_TASK INSTRUCTIONS_
Please repeat the records below verbatim, from the line containing "Locate every instance of the clear" through the end of the records, including both ends.

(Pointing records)
________________________
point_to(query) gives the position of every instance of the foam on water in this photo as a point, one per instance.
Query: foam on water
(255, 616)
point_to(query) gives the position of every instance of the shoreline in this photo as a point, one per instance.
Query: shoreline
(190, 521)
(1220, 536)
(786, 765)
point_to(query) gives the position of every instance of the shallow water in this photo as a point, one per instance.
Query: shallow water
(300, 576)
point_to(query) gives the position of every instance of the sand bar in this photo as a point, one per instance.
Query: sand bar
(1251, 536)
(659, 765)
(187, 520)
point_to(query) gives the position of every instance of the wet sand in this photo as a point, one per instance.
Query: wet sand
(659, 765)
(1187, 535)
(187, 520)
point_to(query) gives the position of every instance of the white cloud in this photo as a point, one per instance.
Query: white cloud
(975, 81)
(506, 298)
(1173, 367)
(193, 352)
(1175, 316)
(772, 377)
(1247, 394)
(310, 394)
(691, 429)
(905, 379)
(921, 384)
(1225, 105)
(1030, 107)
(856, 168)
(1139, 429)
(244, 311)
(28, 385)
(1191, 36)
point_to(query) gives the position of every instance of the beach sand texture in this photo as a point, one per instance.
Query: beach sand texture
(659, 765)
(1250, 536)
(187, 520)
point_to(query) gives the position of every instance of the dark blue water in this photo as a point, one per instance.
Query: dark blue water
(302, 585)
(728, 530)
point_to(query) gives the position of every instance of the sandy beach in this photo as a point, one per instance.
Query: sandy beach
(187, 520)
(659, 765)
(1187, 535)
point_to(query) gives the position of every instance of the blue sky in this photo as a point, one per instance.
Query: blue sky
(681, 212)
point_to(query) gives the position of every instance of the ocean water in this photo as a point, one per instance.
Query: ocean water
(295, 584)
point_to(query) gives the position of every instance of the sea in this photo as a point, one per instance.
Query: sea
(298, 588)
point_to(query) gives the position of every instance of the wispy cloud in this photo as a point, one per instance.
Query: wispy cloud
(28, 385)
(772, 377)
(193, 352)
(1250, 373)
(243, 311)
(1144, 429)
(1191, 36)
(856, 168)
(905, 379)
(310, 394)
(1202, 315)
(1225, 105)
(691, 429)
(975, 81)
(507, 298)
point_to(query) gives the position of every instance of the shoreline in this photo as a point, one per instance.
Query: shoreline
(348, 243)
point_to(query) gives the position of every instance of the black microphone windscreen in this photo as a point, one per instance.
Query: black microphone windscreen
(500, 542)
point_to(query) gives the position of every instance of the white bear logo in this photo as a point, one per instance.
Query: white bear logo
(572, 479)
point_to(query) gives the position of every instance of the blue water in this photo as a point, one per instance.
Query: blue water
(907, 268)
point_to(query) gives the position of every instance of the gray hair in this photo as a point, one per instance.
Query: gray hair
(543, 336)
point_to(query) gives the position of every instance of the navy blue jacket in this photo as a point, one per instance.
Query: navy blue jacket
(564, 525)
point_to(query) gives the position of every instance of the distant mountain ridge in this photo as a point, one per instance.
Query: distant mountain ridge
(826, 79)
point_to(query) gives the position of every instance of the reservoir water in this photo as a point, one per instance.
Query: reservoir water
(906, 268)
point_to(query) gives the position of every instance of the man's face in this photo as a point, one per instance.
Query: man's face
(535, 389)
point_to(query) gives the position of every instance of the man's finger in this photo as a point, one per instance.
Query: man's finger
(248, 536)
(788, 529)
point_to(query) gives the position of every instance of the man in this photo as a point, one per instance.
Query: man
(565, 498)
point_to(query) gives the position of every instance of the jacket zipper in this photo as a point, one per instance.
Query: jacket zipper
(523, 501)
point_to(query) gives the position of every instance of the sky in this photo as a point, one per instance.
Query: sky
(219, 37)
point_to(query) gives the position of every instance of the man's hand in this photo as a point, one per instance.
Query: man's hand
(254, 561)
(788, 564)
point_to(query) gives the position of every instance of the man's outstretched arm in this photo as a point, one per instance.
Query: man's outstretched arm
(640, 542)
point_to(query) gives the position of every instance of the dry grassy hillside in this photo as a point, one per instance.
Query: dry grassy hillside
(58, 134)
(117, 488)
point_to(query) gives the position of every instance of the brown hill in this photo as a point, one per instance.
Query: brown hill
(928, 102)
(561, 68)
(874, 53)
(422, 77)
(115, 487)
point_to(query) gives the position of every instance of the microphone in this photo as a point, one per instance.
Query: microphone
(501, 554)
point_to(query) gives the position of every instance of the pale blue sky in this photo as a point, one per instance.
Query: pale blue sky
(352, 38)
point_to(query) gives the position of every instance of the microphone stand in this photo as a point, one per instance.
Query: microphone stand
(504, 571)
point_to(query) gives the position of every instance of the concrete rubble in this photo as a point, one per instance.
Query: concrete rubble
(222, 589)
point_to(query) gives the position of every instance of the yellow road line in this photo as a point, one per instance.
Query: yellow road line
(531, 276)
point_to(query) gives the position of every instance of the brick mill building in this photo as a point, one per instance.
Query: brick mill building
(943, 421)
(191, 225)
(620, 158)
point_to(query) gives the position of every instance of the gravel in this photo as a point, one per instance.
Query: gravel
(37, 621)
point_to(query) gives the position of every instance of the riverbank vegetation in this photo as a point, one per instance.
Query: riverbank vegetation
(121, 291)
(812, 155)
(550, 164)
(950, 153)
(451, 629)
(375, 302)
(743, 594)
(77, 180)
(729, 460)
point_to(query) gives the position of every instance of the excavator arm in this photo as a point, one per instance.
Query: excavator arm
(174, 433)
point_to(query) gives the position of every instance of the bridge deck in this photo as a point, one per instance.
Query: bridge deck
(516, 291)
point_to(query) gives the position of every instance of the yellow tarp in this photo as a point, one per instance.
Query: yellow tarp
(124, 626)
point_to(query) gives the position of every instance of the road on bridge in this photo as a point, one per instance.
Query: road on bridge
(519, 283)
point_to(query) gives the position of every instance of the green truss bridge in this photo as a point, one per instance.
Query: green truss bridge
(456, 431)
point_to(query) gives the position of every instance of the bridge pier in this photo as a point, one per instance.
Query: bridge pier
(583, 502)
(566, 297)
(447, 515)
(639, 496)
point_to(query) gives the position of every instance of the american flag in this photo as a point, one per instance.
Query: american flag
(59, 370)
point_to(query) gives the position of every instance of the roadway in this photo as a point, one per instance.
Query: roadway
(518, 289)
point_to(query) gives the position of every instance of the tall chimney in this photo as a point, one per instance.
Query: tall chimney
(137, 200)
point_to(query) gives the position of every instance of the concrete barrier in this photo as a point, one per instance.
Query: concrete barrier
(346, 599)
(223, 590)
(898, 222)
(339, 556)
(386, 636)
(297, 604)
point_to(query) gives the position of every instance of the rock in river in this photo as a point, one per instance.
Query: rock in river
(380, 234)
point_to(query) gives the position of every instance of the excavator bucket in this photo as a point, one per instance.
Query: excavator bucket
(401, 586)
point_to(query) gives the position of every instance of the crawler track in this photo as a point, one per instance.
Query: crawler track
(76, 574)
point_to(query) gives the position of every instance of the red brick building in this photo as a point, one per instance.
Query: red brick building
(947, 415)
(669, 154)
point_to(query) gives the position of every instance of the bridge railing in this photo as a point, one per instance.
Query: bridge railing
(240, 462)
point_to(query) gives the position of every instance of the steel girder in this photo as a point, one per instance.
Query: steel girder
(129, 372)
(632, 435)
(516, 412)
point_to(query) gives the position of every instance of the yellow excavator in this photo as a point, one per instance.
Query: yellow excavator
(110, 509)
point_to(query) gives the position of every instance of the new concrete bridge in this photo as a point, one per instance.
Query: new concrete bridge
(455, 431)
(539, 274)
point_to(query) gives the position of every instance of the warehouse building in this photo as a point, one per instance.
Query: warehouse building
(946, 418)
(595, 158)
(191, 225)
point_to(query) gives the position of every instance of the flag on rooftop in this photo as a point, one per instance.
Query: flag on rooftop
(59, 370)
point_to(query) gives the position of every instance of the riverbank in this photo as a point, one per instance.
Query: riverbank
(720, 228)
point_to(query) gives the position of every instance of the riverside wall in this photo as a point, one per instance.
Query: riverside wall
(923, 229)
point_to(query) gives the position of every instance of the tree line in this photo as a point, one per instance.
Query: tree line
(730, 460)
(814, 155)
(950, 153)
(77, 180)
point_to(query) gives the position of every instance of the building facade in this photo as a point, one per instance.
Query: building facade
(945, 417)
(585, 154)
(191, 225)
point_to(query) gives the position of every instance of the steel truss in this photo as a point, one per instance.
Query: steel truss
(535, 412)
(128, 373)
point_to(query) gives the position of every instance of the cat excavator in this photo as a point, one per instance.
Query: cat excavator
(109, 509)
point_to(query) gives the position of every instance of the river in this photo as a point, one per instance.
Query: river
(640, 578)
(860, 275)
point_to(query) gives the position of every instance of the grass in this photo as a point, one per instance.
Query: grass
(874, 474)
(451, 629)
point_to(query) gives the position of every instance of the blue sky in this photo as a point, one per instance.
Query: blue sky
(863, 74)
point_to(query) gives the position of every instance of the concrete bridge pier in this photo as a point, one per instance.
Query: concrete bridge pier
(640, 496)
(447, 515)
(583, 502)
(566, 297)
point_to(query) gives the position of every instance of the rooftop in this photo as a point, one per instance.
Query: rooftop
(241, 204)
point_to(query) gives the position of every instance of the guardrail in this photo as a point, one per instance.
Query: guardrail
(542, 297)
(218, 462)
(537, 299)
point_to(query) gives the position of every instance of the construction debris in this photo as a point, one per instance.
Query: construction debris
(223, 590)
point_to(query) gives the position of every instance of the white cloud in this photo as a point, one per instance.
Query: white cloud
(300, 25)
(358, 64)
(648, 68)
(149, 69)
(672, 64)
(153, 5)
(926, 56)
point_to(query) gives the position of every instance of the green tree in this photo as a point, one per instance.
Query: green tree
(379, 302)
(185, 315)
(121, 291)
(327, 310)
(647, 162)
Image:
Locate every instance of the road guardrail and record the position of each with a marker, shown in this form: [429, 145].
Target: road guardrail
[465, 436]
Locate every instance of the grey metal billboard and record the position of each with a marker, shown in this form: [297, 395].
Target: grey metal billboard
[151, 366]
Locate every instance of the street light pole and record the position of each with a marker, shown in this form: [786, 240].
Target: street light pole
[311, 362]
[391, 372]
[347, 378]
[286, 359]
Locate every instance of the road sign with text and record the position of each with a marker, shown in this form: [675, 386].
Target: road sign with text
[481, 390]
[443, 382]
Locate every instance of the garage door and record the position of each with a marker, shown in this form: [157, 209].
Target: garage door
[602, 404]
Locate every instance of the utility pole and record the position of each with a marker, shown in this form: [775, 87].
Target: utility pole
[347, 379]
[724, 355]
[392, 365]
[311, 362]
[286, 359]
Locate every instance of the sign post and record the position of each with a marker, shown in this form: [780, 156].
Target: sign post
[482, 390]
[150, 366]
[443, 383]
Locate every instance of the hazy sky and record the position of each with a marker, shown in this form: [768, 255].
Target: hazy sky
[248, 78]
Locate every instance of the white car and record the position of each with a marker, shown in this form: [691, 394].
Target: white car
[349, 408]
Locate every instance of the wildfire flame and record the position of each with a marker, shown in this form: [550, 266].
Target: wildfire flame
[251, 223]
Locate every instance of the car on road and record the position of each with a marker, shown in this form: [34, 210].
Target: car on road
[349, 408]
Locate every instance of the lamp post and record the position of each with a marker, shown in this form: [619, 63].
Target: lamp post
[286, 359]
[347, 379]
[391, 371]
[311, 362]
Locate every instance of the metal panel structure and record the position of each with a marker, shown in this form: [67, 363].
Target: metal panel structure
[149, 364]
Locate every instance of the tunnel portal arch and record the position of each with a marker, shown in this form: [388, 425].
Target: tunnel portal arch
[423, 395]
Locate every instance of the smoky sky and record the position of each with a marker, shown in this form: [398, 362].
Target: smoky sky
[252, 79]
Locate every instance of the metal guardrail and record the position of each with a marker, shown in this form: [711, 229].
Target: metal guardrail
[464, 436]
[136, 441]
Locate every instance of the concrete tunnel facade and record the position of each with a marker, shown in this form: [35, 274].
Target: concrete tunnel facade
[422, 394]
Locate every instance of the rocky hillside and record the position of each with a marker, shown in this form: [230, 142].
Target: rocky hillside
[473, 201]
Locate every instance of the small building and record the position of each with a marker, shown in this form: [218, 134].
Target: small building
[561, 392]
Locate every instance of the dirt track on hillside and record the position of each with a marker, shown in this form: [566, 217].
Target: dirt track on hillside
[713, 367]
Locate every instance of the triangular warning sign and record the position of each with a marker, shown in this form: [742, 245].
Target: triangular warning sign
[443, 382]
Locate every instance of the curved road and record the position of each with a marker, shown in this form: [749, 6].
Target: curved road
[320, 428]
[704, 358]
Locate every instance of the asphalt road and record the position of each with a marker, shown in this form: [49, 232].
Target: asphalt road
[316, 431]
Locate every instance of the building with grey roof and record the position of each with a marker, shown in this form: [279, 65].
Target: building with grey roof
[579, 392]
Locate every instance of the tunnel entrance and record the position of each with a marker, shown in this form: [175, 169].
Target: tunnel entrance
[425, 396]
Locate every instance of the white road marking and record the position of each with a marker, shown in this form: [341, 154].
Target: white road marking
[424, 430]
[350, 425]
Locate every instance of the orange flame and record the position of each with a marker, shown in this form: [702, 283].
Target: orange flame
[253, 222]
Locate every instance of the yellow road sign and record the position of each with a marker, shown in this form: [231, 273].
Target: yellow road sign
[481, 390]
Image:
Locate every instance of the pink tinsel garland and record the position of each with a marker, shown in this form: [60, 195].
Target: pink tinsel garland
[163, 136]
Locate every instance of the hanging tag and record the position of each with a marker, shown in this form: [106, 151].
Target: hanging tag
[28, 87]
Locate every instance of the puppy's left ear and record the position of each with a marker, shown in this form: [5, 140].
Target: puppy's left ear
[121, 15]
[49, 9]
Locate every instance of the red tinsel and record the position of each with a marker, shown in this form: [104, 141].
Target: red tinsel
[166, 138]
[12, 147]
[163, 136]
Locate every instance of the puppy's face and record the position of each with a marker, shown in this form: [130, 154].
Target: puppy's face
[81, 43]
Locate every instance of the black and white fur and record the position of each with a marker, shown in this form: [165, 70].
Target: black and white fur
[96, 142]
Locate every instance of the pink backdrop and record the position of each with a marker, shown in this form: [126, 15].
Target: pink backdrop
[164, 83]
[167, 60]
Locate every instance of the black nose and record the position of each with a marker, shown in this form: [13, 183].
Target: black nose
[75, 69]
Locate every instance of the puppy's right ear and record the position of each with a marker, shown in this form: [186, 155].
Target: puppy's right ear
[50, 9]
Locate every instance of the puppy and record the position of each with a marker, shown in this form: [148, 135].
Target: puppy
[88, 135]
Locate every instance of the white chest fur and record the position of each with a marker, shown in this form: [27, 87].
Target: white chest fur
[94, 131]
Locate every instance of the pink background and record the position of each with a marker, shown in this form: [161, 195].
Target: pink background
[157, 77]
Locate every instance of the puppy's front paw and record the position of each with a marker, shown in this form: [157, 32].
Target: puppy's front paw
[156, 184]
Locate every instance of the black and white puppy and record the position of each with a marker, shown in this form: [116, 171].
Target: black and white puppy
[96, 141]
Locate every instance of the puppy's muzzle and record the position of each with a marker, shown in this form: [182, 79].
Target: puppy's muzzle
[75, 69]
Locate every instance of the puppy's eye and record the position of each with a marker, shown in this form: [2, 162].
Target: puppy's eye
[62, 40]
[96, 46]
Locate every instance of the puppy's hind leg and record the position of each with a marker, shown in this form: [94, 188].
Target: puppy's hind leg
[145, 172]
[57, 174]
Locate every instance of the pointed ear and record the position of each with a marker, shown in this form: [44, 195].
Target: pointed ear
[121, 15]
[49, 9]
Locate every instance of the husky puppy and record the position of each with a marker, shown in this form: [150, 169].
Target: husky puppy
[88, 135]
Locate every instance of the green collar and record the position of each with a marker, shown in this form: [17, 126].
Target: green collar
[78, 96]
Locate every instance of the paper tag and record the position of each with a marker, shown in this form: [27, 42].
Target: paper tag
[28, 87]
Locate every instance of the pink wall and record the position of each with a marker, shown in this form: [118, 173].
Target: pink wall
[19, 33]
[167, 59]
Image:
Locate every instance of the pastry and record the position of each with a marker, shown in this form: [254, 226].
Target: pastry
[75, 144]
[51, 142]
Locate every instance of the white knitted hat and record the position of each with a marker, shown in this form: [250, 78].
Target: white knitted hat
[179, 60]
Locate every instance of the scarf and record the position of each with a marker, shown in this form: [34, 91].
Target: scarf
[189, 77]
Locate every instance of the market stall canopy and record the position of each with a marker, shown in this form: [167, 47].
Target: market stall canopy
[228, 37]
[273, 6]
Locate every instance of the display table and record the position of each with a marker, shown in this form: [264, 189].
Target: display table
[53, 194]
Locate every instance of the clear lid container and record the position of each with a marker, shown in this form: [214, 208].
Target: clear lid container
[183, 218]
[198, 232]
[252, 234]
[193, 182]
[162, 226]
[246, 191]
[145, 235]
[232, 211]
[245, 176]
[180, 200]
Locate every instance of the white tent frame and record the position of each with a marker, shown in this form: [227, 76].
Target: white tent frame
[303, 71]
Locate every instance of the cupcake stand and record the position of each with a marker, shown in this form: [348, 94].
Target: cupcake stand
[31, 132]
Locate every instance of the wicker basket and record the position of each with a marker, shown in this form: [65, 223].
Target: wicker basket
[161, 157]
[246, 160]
________________________
_RESULT OF THIS EXERCISE_
Locate every instance of the clear lid container and record the position of each with a marker, shown in this form: [214, 208].
Target: clear lid container
[183, 218]
[198, 232]
[252, 234]
[193, 182]
[162, 226]
[246, 191]
[145, 235]
[232, 211]
[245, 176]
[180, 200]
Locate every instance of the white tent frame and record the position of each with a marker, shown in this form: [227, 76].
Target: white tent frame
[303, 71]
Locate every instance of the cupcake stand and record the position of each with a marker, shown in this form: [348, 94].
Target: cupcake stand
[31, 132]
Locate every instance of the wicker basket and record the position of each with a marker, shown in this form: [65, 223].
Target: wicker basket
[161, 157]
[246, 160]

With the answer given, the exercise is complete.